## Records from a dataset
============
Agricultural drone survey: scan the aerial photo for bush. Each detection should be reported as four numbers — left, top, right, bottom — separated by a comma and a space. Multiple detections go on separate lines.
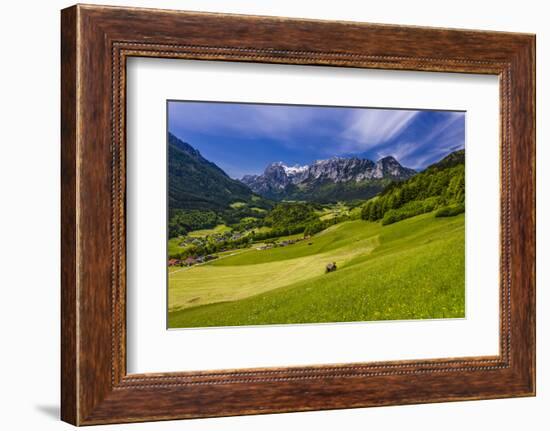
435, 204, 466, 217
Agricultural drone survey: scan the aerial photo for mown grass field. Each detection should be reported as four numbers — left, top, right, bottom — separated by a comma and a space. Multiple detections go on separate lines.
168, 213, 465, 328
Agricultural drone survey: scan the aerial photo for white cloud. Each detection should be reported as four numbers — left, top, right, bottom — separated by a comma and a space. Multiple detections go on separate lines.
342, 109, 420, 151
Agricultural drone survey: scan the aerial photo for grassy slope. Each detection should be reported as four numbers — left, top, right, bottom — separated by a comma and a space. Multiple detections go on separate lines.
169, 213, 464, 327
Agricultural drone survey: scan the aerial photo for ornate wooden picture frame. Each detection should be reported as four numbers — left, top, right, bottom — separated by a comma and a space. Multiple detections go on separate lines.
61, 5, 535, 425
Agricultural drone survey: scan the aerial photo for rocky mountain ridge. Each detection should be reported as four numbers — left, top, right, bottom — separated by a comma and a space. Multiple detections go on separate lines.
241, 156, 416, 199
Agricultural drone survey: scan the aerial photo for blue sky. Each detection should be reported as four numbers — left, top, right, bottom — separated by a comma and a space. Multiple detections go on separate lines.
168, 101, 465, 178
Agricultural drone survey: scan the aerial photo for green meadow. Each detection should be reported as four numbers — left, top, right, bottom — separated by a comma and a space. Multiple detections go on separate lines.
168, 212, 465, 328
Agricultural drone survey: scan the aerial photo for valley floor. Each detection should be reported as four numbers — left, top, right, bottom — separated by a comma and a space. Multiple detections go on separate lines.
168, 213, 465, 328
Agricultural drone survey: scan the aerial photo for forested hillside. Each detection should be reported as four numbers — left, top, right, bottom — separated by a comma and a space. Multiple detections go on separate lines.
361, 150, 465, 225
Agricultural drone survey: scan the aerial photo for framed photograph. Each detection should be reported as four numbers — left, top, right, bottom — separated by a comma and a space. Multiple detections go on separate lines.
61, 5, 535, 425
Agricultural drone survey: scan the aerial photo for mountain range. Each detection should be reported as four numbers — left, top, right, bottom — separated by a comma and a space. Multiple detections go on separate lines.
168, 133, 254, 210
168, 133, 416, 210
241, 156, 416, 202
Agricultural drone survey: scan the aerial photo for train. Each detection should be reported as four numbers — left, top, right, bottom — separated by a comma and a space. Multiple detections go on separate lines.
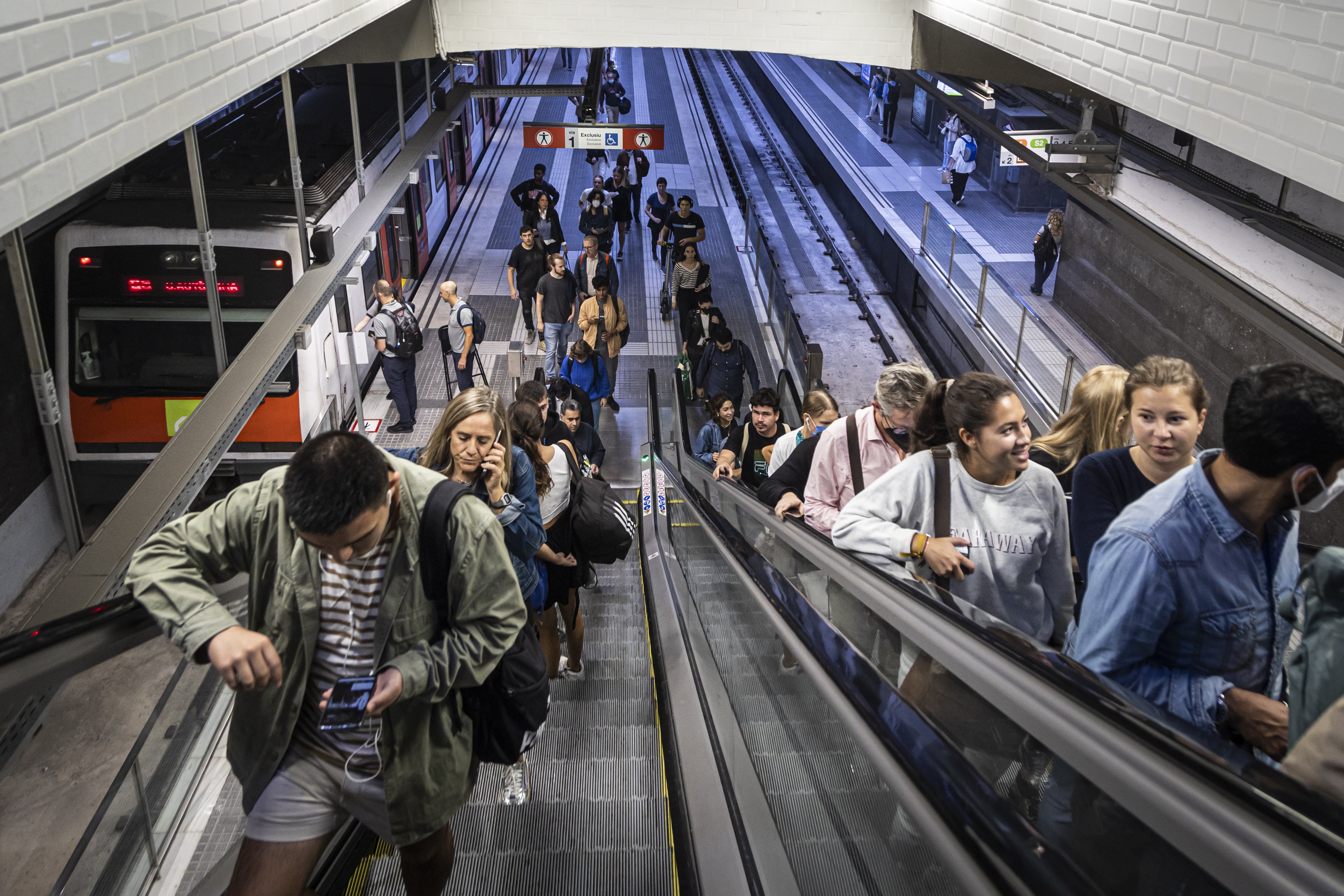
54, 50, 531, 502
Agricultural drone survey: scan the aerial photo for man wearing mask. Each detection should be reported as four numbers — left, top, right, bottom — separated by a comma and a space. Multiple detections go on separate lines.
602, 71, 625, 125
509, 163, 560, 211
1066, 364, 1344, 759
802, 361, 933, 537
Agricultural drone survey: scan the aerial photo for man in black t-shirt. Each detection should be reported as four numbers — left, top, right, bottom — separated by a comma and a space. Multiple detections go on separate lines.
536, 254, 579, 380
659, 196, 704, 261
714, 386, 787, 489
507, 227, 546, 345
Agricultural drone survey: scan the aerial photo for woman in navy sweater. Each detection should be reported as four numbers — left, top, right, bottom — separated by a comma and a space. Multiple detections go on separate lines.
1072, 355, 1208, 583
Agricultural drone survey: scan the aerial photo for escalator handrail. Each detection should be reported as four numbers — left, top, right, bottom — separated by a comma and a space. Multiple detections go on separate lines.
677, 376, 1344, 856
683, 462, 1344, 892
774, 367, 802, 426
663, 462, 1101, 896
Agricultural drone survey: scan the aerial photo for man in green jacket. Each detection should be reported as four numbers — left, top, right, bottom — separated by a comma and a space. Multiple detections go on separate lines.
126, 433, 527, 896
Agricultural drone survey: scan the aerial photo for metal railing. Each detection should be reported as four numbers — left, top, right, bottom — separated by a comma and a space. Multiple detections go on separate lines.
919, 202, 1078, 420
51, 631, 236, 896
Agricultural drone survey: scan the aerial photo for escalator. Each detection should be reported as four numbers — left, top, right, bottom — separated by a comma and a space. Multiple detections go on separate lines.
8, 371, 1344, 896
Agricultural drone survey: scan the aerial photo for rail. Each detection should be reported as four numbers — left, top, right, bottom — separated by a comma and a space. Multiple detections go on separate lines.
919, 202, 1078, 418
683, 50, 817, 382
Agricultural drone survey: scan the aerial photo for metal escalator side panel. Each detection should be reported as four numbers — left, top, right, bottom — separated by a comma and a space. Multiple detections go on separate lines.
683, 465, 1344, 893
668, 472, 1100, 895
637, 446, 761, 896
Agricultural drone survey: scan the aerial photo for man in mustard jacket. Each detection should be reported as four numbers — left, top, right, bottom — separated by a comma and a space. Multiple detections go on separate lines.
126, 433, 527, 896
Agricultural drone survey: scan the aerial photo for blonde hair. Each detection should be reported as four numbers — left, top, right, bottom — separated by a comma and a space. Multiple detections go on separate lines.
802, 390, 840, 419
418, 386, 513, 492
1031, 364, 1129, 473
1046, 208, 1064, 243
1125, 355, 1208, 412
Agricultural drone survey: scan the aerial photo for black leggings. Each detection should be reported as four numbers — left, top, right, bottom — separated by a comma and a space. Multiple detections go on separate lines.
951, 171, 970, 203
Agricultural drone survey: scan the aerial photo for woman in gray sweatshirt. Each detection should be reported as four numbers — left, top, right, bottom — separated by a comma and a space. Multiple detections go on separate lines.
831, 372, 1074, 645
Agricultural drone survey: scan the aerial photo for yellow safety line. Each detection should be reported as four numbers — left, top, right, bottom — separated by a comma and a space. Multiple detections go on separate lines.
640, 553, 681, 896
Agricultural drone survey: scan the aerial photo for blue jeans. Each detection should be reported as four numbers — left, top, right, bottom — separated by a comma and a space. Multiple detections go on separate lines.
383, 355, 419, 423
452, 348, 476, 392
542, 324, 574, 379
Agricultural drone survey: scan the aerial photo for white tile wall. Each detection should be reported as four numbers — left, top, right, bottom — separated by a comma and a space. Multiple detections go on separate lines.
0, 0, 407, 233
914, 0, 1344, 199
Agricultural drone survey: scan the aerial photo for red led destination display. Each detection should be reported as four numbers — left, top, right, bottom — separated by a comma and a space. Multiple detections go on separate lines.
121, 277, 243, 296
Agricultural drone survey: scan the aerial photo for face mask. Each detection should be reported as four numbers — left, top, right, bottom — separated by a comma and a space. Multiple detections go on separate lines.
1293, 467, 1344, 513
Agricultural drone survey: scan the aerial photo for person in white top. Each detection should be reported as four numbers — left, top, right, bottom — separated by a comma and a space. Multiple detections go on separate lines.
769, 390, 840, 475
508, 402, 585, 678
950, 124, 977, 205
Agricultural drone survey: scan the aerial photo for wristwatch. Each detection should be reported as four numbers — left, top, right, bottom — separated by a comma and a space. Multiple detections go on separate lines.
1214, 691, 1228, 732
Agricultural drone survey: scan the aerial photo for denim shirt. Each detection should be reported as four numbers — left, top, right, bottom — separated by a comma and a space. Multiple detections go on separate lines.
1066, 449, 1298, 731
388, 445, 546, 600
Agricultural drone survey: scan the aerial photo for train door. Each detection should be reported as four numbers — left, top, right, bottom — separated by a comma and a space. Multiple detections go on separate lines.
456, 103, 472, 187
405, 177, 429, 280
378, 222, 402, 300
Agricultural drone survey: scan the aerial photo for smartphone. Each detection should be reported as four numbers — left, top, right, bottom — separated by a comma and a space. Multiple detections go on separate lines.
476, 430, 504, 485
317, 676, 378, 731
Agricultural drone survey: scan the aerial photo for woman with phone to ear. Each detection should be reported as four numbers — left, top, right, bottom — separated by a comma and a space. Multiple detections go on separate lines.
831, 372, 1074, 645
408, 386, 546, 618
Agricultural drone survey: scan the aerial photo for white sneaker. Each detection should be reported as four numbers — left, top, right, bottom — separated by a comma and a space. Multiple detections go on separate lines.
560, 657, 587, 681
500, 756, 532, 806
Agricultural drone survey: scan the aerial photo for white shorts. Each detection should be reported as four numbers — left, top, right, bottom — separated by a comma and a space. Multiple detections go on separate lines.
246, 747, 393, 844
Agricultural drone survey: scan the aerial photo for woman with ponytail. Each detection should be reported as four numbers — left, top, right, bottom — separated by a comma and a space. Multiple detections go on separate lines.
832, 372, 1074, 645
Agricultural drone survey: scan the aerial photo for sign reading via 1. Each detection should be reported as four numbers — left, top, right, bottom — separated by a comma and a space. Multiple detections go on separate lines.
523, 121, 663, 150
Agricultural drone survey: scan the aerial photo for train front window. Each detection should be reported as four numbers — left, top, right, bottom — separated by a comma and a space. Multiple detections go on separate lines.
69, 246, 297, 399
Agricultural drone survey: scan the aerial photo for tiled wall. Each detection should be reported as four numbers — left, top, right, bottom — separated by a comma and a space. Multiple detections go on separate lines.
0, 0, 419, 233
915, 0, 1344, 199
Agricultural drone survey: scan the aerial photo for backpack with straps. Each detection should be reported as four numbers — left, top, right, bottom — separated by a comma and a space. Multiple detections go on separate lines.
557, 445, 634, 566
379, 305, 425, 357
738, 420, 793, 461
1278, 548, 1344, 748
419, 480, 551, 766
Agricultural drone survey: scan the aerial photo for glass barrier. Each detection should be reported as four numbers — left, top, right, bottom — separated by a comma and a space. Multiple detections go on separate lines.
51, 612, 246, 896
693, 488, 1228, 896
667, 482, 960, 896
919, 203, 1106, 420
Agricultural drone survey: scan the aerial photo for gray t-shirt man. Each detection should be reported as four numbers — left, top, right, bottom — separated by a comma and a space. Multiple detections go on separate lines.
368, 300, 406, 357
448, 298, 472, 355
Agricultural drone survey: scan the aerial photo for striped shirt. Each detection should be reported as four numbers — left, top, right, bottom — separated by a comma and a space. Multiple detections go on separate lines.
294, 537, 395, 775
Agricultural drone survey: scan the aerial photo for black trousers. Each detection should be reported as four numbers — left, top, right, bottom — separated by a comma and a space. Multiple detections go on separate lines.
951, 171, 970, 203
1031, 255, 1055, 293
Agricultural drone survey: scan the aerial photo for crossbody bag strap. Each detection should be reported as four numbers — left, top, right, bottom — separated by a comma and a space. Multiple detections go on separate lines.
844, 414, 864, 494
419, 480, 479, 631
929, 445, 951, 591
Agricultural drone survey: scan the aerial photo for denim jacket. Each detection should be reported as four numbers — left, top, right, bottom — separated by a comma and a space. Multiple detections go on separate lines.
691, 420, 732, 466
1066, 449, 1298, 731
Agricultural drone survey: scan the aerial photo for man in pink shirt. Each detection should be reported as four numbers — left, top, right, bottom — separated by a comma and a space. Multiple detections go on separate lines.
802, 361, 933, 536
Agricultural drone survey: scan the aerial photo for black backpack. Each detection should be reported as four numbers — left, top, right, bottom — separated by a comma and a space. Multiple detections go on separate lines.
559, 446, 634, 566
419, 480, 551, 766
379, 305, 425, 357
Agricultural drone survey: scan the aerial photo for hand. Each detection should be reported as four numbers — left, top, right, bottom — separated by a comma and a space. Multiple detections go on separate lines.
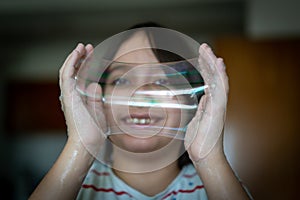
59, 44, 105, 156
185, 44, 229, 162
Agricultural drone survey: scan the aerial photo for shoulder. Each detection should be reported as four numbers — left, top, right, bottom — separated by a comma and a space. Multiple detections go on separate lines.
77, 161, 122, 199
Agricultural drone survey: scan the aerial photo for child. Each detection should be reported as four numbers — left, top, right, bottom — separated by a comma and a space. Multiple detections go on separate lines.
30, 24, 248, 199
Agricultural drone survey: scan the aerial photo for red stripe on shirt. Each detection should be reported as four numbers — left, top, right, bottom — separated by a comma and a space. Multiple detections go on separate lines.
162, 185, 204, 199
82, 184, 132, 197
92, 169, 109, 176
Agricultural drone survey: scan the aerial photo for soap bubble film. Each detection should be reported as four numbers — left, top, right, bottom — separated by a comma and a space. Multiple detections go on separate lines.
75, 27, 207, 173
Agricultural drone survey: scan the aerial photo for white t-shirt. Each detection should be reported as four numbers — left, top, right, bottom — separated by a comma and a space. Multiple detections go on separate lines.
77, 161, 208, 200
============
## Task requirements
Print the lines of the data above between the line containing "Agricultural drone survey: scan the aerial photo for grassy" and the line containing "169, 213, 464, 327", inclusive, with no changes.

## Finished answer
Agricultural drone survey: scan the aerial photo for grassy slope. Each detection should be reported as four numbers — left, top, right, bottom — separated by a comma and a space. Multiple detections go on separate lines.
169, 213, 464, 327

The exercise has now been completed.